- **The request**
Please output every line of the material below as a Markdown table with the columns "No." and "Text", giving each line its row number and skipping blank lines. Leave the pictures out of the answer.

- **Dataset records**
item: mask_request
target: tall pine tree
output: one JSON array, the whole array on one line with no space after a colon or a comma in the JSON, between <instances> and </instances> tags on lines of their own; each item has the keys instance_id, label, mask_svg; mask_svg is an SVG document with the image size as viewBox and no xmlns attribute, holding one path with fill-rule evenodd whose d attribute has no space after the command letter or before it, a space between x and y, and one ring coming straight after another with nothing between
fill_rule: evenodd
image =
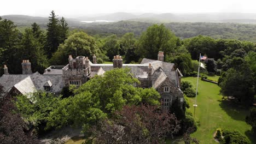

- **Worked solution**
| No. | Text |
|---|---|
| 1 | item: mask_request |
| 2 | target: tall pine tree |
| 3 | output: one JSON array, the whole array on one line with no space after a colon or a comma in the JSON, between <instances> and </instances> tags on lines of their own; each item has the keys instance_id, label, mask_svg; mask_svg is an SVG document with the image size as viewBox and no xmlns attribute, holding one path with fill-rule evenodd whose d attribute has no space after the command letter or before it, a space between x and y, and one ring coming straight after another with nothing between |
| 4 | fill_rule: evenodd |
| 5 | image = |